TASK DIRECTIONS →
Your reply should be made up of every line in the records below that holds the string "surface".

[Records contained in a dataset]
<<<<

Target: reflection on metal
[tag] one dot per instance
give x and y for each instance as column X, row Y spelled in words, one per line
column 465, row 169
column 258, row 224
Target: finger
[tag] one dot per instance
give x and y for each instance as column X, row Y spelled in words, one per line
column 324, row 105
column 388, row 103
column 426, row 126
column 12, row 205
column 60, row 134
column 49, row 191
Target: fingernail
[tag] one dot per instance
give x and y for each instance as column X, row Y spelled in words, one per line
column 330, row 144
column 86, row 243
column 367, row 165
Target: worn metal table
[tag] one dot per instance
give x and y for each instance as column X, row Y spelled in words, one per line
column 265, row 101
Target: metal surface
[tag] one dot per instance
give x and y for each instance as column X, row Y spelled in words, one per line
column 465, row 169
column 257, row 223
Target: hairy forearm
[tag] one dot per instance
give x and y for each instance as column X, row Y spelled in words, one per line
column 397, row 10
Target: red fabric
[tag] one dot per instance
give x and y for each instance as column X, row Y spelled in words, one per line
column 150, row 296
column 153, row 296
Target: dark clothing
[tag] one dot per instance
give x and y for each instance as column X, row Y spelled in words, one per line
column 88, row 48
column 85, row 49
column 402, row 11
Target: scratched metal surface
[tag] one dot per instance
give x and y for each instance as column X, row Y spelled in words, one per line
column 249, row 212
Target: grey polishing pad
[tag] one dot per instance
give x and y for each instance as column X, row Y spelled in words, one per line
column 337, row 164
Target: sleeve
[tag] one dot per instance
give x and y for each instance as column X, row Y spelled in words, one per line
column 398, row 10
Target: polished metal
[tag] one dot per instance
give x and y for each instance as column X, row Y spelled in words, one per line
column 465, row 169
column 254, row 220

>>>>

RESPONSE AREA →
Target: metal surface
Target: scratched metal surface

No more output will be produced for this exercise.